[SELECTED TEXT]
Some of the best results came from the sprinting events: Salem Al-Yami won the 100 metres in  a Saudi Arabian record time of 10.13 seconds, while Fawzi Al-Shammari did a 200/400 metres double, breaking the Kuwaiti national record with a run of 45.25 seconds in the latter. Qatari athletes won six of the nine medals on offer in the middle- and long-distance running events. Qatar also won both of the throwing events, including Bilal Saad Mubarak's shot put victory in 19.10 metres. Saudi Arabia swept the hurdles through Mubarak Ata Mubarak and Hadi Soua'an Al-Somaily with times of 13.60 and 49.04 seconds, respectively – a good standard for the region.

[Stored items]
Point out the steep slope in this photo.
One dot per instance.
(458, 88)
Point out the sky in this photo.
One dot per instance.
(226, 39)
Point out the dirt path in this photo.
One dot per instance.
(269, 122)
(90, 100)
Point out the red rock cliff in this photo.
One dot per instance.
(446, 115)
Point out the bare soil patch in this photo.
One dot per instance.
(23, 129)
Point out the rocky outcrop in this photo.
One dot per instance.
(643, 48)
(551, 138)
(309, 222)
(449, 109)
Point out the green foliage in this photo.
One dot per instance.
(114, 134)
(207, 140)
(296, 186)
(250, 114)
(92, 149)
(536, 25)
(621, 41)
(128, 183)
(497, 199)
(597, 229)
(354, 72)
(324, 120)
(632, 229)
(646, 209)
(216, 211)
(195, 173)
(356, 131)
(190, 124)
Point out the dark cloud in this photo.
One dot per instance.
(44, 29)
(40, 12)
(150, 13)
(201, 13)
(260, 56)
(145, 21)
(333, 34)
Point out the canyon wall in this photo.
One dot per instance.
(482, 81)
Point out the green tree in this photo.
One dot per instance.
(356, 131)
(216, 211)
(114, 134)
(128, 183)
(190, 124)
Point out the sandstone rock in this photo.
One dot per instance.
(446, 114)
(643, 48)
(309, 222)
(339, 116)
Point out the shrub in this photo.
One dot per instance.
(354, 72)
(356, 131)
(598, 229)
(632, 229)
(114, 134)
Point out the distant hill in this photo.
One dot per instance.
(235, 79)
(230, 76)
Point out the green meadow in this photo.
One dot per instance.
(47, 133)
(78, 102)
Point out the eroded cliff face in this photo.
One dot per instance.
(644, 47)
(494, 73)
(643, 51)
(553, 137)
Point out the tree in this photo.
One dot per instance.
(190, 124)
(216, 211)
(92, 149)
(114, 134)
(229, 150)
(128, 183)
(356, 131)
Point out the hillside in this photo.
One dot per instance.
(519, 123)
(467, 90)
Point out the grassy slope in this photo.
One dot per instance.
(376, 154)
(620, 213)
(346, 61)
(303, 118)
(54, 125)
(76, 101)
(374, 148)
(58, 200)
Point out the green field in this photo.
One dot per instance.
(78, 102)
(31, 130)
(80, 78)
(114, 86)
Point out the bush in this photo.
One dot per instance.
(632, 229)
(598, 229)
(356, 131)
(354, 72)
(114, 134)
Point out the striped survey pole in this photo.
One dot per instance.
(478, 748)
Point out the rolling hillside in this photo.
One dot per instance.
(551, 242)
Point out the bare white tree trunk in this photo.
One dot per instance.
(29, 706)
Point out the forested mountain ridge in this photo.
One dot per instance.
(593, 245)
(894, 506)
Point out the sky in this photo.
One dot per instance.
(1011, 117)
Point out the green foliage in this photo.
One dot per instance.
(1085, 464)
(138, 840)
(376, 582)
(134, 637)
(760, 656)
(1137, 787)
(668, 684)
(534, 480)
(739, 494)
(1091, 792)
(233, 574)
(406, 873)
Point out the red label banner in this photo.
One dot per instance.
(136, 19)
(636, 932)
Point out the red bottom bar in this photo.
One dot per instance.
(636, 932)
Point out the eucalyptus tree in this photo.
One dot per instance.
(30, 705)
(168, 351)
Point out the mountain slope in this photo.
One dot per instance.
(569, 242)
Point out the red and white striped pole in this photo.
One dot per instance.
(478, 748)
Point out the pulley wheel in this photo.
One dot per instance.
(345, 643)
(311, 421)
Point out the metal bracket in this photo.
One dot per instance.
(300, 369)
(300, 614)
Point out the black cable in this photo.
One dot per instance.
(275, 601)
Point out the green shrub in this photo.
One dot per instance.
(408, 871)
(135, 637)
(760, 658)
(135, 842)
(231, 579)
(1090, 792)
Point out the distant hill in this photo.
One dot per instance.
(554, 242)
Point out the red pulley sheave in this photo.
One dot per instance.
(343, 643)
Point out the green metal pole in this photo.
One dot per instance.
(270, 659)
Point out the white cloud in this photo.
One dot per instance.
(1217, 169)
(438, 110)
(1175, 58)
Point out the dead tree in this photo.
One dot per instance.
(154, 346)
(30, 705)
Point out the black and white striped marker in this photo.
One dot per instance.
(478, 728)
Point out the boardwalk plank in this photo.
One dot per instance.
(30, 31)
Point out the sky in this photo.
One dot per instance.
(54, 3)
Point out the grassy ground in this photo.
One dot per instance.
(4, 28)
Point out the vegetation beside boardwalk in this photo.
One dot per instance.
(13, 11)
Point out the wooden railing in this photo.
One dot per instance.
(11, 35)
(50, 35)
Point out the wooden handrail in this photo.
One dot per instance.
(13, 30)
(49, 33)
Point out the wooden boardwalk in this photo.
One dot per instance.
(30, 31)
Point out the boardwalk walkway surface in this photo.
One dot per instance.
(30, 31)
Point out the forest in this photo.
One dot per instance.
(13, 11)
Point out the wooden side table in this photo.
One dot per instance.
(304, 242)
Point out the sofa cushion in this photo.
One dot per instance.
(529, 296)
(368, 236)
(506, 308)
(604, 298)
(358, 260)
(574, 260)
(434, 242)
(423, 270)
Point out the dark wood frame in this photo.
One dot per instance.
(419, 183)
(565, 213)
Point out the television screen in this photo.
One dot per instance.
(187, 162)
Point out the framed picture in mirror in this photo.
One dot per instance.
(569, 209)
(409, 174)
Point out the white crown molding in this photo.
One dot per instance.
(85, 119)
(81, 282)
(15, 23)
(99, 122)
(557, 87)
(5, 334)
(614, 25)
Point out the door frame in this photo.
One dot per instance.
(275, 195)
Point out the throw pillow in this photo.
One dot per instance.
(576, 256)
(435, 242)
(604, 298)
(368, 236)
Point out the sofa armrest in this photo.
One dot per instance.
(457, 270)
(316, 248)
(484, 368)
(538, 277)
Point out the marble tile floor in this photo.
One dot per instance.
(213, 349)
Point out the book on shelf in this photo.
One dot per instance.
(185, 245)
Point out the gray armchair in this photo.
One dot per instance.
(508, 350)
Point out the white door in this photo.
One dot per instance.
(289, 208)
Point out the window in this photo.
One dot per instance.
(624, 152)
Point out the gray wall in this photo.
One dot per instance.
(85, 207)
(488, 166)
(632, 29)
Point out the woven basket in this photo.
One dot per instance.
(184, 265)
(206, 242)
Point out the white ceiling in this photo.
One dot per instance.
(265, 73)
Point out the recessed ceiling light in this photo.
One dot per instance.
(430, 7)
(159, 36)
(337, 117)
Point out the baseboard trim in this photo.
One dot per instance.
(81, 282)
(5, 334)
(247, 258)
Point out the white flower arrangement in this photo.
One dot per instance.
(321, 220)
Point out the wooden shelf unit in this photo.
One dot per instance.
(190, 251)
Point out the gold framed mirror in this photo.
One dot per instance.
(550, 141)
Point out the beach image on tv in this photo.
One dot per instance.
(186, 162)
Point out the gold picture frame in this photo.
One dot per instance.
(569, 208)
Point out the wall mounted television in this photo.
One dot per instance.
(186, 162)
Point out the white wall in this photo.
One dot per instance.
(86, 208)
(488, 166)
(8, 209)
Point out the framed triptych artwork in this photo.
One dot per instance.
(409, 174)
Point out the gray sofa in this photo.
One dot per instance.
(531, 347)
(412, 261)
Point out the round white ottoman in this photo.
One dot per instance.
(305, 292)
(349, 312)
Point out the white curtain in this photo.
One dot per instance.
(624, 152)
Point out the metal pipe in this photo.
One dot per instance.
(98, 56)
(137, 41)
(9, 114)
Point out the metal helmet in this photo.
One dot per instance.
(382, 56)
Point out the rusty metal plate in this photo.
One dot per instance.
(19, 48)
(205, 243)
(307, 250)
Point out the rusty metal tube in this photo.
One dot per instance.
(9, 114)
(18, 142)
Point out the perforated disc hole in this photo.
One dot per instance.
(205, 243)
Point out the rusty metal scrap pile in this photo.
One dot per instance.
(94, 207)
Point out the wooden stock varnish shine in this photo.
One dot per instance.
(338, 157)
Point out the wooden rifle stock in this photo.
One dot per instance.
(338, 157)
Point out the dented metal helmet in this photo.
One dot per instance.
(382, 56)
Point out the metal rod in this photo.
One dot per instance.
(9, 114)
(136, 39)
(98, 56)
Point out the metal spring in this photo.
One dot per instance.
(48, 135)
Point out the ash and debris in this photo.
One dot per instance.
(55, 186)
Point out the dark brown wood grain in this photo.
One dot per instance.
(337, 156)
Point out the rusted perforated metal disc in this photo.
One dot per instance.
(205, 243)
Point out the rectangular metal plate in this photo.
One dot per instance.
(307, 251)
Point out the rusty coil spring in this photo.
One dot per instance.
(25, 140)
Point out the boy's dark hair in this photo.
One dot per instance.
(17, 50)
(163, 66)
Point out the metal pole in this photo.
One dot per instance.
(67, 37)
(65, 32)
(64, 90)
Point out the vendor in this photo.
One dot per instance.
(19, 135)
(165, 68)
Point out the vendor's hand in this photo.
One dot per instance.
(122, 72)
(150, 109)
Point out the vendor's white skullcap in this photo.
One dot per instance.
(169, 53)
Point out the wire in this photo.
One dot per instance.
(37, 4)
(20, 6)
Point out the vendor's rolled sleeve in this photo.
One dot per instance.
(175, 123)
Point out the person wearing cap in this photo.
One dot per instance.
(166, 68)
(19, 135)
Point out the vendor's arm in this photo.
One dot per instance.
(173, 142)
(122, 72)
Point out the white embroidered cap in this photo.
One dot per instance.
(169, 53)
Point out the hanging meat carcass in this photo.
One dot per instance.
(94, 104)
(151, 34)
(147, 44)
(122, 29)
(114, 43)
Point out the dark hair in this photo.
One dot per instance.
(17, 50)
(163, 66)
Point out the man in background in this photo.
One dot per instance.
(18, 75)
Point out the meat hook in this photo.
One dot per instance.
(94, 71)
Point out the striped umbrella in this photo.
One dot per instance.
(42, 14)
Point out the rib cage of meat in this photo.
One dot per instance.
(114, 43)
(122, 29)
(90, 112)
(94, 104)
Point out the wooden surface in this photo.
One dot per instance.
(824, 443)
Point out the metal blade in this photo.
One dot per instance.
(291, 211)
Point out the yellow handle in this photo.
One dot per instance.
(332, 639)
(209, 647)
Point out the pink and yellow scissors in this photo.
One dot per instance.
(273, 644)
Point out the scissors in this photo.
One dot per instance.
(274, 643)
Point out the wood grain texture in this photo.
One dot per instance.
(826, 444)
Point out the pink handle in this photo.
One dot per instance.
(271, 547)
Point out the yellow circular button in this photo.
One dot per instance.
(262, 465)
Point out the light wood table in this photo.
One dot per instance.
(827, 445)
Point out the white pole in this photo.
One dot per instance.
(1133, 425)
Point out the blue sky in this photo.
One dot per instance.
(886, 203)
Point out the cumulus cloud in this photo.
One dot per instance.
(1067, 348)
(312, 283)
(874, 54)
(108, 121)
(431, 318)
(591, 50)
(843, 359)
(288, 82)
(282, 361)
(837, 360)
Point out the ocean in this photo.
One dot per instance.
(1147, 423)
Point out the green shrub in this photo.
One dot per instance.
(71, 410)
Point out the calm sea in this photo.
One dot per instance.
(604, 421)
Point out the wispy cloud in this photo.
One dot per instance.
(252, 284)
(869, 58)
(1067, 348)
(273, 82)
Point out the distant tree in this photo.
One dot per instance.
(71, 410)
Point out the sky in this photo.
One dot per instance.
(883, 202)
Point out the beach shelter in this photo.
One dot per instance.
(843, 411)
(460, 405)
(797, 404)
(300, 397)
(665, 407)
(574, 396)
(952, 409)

[TASK OBJECTIVE]
Pick up the athletics results text where it stops and continue it.

[EXPECTED ANSWER]
A number of West Asian Games champions went on to win at the 2002 Asian Games later that year: Fawzi Al-Shammari won the 400 m, Hadi Soua'an Al-Somaily won the 400 m hurdles, Khamis Abdullah Saifeldin won the 3000 m steeplechase and Salem Al-Ahmedi won the triple jump. Further to this, West Asian silver medallists Jamal Al-Saffar and Mukhlid Al-Otaibi topped the podium at the Asian Games and Hussein Al-Sabee (third in the long jump here) was another Asian Games champion. Many athletes were also medallists at the 2002 Asian Athletics Championships held in August later that year.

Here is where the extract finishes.